◆ OBJECTIVE 1
Reproduce the stretch of the Christ the King school article from "Christ the King, often" through "technology in 2009.".

- Excellence, Faith, Courage

Location
- 161 Guelph Street Halton Region Georgetown, Ontario L7G 4A1 Canada

Information
- School type: Public Catholic Secondary School
- Motto: Equity, Dignity, and Respect
- Religious affiliation: Catholic
- Opened: 2002
- School board: Halton Catholic School Board
- School district: Halton Catholic District
- Superintendent: Anthony Cordeiro
- Area trustee: Janet O'Hearn-Czarnota
- School number: 697125
- Principal: Lisa Vasile
- Principal: Anthony Marcellino
- Principal: Melissa Moore
- Director of Education: John Klein
- Chaplain: Jordyn Tower
- Grades: 9, 10, 11, and 12
- Age: 13 to 19
- Average class size: 25
- Hours in school day: 7
- Campus: Suburban
- Colours: Blue, Silver, and Green
- Mascot: "Jake the Jag"
- Nickname: "CtK"
- Team name: "The Jaguars"
- Rival: GDHS 87's
- OSSLT average: 82% of students were successful, March 2021
- Feeder schools: Holy Cross, St. Brigid, St. Catherine of Alexandria, St. Francis of Assisi, St. Joseph's
- Website: secondary.hcdsb.org/ctk

= Christ the King Catholic Secondary School =

Christ the King, often referred to as CtK, is a Catholic secondary school in Georgetown, Ontario, Canada. The school was established and began classes in September 2002. Its students are required to wear school uniforms. The school competes in the Golden Horseshoe Halton Sports Division, and their teams are known as the Jaguars. The Jaguars developed a rivalry with the Georgetown District High School 87's (GDHS). CtK began specialist high skills major programs in the arts, physical education and information technology in 2009.

==Facilities==
Christ the King features:
- Vocal and instrumental Music rooms
- Dance studio
- Dramatic Arts Studio
- A 350-seat theatre
- Weight room
- Artificial turf field and track
- Three connected gymnasiums
- Food & nutrition room
- Cosmetology Lab
- Automotive Shop
- Construction Technology
- Advanced Placement (AP) classes

==Arts program==
Christ the King as a secondary school is known for its arts program, starting its Specialist High Skills Major Arts Program in 2009. Classes include visual, musical (vocal & instrumental), dramatic arts (including dance), as well as musical theatre. Christ the King has also put on a number of theatrical productions. In more recent years CtK has chosen musicals such as Annie, Grease, and Little Shop rather than plays.

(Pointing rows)
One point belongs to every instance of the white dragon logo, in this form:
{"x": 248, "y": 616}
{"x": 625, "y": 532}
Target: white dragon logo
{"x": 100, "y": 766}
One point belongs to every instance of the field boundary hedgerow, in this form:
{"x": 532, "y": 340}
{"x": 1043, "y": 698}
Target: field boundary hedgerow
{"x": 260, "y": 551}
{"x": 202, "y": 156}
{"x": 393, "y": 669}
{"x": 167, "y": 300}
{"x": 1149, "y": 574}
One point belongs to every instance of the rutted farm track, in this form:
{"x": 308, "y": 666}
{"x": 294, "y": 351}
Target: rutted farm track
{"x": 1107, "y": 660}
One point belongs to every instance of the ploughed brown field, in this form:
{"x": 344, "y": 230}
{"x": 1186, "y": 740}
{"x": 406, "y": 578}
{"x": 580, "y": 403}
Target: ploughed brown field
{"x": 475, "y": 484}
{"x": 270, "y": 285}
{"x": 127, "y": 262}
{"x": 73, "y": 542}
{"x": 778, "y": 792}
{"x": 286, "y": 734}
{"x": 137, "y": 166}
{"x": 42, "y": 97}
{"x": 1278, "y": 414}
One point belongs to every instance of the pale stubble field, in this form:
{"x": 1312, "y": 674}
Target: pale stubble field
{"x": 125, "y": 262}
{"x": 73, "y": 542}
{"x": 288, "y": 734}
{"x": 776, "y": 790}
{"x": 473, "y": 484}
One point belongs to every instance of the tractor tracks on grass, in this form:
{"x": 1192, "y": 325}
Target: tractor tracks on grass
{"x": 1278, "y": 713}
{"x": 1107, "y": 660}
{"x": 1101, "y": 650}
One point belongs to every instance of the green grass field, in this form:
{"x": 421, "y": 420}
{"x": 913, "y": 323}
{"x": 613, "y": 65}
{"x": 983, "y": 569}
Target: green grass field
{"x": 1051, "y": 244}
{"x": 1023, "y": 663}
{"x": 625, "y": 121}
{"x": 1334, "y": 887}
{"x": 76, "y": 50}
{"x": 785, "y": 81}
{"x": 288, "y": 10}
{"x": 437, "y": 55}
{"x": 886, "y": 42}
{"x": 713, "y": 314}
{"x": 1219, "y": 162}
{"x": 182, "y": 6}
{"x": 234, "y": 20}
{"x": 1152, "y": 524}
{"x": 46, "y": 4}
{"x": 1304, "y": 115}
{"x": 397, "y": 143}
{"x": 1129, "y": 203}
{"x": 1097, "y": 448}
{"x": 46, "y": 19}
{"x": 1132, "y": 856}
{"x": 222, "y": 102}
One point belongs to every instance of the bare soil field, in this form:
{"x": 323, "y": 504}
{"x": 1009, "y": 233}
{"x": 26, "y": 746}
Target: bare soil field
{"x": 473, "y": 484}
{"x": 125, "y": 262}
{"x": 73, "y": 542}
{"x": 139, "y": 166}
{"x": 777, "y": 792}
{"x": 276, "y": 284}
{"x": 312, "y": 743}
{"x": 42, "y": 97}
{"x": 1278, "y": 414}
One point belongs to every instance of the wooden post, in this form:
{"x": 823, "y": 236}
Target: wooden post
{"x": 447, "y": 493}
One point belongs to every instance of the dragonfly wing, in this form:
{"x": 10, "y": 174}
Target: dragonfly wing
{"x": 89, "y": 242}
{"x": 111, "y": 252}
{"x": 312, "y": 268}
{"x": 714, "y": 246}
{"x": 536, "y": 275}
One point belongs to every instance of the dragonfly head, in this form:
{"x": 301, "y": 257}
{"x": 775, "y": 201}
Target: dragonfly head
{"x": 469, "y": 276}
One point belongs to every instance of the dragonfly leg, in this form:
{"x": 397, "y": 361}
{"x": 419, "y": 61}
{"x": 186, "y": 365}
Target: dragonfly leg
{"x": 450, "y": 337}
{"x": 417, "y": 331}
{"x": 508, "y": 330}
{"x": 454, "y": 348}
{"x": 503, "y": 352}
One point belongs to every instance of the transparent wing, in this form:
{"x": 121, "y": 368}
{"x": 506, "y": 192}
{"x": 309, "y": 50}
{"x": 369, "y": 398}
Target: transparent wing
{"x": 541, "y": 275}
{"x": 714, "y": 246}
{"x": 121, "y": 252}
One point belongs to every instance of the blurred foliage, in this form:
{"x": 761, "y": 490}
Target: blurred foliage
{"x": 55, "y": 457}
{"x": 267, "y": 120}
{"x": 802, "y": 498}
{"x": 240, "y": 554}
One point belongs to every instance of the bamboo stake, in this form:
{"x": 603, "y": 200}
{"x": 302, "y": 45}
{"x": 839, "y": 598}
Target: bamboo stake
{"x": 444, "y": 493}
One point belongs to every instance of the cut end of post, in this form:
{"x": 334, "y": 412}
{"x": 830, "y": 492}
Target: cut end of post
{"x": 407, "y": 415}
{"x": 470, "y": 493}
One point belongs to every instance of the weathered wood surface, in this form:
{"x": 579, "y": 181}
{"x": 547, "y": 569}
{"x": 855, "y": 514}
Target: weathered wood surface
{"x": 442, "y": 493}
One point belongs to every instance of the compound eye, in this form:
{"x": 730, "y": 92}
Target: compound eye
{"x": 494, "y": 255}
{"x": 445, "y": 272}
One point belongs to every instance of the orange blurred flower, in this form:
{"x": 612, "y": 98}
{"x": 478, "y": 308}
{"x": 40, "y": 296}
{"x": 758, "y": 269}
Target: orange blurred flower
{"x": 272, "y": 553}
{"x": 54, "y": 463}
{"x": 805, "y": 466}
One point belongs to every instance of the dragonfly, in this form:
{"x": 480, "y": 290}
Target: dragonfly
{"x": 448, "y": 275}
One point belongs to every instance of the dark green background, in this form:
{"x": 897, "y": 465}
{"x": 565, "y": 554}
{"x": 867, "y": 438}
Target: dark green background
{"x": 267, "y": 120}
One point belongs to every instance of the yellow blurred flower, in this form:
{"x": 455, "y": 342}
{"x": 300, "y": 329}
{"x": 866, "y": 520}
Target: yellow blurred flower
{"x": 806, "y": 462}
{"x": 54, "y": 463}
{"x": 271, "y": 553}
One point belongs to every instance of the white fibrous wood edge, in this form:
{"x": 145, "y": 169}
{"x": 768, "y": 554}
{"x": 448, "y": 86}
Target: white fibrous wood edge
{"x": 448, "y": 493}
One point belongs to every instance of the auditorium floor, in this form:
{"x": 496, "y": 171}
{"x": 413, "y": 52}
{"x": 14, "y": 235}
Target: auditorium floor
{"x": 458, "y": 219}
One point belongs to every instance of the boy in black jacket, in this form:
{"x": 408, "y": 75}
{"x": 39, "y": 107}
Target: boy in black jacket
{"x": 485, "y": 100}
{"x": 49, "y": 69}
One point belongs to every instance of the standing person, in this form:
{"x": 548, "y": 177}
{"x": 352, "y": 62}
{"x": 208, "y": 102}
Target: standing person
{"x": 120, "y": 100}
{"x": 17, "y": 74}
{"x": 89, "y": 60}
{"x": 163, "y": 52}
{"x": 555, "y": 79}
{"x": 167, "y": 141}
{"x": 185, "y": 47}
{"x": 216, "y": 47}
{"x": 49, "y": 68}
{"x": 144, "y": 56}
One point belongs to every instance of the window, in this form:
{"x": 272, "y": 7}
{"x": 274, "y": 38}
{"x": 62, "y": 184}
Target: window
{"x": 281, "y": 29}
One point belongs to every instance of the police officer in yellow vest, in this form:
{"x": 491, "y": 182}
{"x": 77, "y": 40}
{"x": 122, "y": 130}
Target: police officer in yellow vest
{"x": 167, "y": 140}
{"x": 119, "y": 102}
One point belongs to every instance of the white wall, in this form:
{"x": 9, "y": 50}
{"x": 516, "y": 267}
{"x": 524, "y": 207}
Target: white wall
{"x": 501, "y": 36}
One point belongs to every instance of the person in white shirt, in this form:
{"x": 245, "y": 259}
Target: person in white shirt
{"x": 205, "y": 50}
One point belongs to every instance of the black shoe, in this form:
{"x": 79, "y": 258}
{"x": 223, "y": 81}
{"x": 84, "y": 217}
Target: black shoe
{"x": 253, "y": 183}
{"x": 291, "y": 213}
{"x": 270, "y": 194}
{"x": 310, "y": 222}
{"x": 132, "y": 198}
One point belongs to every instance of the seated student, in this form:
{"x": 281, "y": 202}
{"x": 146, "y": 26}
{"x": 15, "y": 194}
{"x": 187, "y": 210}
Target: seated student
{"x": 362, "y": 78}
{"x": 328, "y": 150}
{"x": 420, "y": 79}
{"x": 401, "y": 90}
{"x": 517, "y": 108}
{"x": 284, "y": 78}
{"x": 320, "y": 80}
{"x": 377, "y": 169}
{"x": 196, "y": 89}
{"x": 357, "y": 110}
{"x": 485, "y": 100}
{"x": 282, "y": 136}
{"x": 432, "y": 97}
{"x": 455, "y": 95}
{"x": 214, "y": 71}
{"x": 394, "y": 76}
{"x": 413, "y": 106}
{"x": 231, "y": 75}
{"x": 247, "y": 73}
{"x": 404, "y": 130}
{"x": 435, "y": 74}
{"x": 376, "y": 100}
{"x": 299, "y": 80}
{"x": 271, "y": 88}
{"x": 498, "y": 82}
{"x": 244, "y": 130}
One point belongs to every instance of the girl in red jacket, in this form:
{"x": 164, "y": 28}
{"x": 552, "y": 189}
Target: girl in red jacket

◆ OBJECTIVE 2
In the pointing rows above, take the stretch from the line containing "One point belongs to every instance of the girl" through the last row, swap "red jacket" for "blue jacket", and return those lines with nothing else changed.

◆ EXERCISE RESPONSE 1
Christ the King, often referred to as CtK, is a Catholic secondary school in Georgetown, Ontario, Canada. The school was established and began classes in September 2002. Its students are required to wear school uniforms. The school competes in the Golden Horseshoe Halton Sports Division, and their teams are known as the Jaguars. The Jaguars developed a rivalry with the Georgetown District High School 87's (GDHS). CtK began specialist high skills major programs in the arts, physical education and information technology in 2009.

◆ EXERCISE RESPONSE 2
One point belongs to every instance of the girl in blue jacket, in this form:
{"x": 164, "y": 28}
{"x": 552, "y": 189}
Target: girl in blue jacket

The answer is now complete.